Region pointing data
::::::::

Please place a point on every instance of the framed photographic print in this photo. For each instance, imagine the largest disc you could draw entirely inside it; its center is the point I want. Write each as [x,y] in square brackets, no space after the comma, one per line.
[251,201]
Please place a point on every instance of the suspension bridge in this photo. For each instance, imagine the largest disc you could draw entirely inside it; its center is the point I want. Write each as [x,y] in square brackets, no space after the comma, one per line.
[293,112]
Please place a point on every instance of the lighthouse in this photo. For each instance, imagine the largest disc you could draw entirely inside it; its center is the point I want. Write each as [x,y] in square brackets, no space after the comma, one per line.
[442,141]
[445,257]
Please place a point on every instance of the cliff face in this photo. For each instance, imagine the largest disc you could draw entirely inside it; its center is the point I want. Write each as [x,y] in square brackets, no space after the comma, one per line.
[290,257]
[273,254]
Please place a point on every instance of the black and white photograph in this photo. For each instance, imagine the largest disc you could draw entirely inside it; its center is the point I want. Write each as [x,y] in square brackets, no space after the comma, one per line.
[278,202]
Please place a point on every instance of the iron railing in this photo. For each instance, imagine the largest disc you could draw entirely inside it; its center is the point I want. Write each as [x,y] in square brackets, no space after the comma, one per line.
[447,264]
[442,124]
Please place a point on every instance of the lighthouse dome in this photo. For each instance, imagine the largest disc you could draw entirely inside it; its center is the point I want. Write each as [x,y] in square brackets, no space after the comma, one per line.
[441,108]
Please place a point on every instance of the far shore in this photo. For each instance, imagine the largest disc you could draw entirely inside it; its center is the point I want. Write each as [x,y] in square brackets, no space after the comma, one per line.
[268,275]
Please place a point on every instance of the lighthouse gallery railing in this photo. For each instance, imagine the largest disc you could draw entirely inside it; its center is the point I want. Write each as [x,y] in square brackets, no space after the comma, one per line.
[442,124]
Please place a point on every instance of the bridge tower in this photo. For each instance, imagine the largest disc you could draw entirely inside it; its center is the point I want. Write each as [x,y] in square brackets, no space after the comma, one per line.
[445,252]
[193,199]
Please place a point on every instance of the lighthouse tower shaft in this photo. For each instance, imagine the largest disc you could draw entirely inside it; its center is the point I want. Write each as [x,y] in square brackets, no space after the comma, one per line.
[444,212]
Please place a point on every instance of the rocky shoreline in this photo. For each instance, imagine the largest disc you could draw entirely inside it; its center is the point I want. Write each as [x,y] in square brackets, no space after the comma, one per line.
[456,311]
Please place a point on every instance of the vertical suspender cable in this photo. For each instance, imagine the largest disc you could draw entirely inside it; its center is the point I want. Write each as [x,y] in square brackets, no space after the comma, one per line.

::::::::

### [Exercise]
Whatever the number of entries above, each one is to be copied exactly.

### [The answer]
Please place a point on every instance of the framed photographic print in this photo. For each instance, imagine the largest disc you could draw entirely inside it; its center is the point I want. Write each as [x,y] in square brackets, no space after the comma, one per line.
[251,201]
Please place a point on every instance of the suspension bridge in this photo. For each instance, imagine the largest disc you could draw entirely inside it; its center is the point I want. Write each as [x,y] in square brackets, no space after the comma, one per line.
[293,112]
Please place a point on every instance of the lighthouse in this photo. For each instance, imagine the largest disc you could draw entirely inside it; its center is the point I want. Write each as [x,y] in square brackets, no space after the comma, one per line.
[442,141]
[445,257]
Please place a point on every instance of the cliff face in this photo. For each instance, imagine the largest disc you could draw entirely inside it; its center is the point I want. Write each as [x,y] in square brackets, no space after the comma, one per line.
[290,257]
[273,254]
Please place a point on every instance of the black and white photograph in this photo. For each instance, imagine the largest disc you could draw entirely inside it; its center is the point I want. Write each as [x,y] in square brackets, no space after the comma, one per line.
[278,202]
Please place a point on every instance of the iron railing in this photo. For each instance, imagine the largest disc you could draw entirely inside it; its center is the point I want. Write each as [x,y] in square brackets, no space after the comma, one per line.
[447,264]
[442,124]
Please place a point on every instance of the lighthouse dome in this photo. For each instance, imagine the largest disc you could draw entirely inside it; its center is the point I want. Write each as [x,y] in square brackets, no space after the comma, one per line.
[441,108]
Please place a point on every instance of the far shore in this photo. For each instance, imagine the largest disc you could draw entirely inside it; its center is the point I want. Write each as [x,y] in square brackets, no space after the comma, one per line.
[268,275]
Please place a point on every instance of the lighthouse gallery railing in this photo. For each instance, imagine the largest disc you could draw entirely inside it; its center is the point I want. Write each as [x,y] in square brackets, no space after the comma, one per line.
[442,124]
Please place a point on every instance of the bridge tower in this photo. For each instance, imagine the largest disc you could draw entirely inside it; its center is the point I want. Write each as [x,y] in square brackets, no space after the comma, one per line.
[445,252]
[193,199]
Please place a point on every instance of the lighthouse tower shaft in this photo. For each instance, imagine the largest disc you could draw entirely inside it; its center is the point I want. Write each as [x,y] in square brackets, no space after the comma, one per line.
[444,212]
Please place a point on every instance of the rocky shoreline in this photo. For each instance, imagine the largest disc you could draw entirely inside it; its center is the point I want. Write each as [x,y] in square brackets, no space after the comma, one per line.
[456,311]
Please place a point on every instance of the vertical suspender cable in this photo. For each instance, imagine the largest disc you could draw entirely inside it; its center is the point I want. Write each as [x,y] in square brackets, no space after the comma, one per line.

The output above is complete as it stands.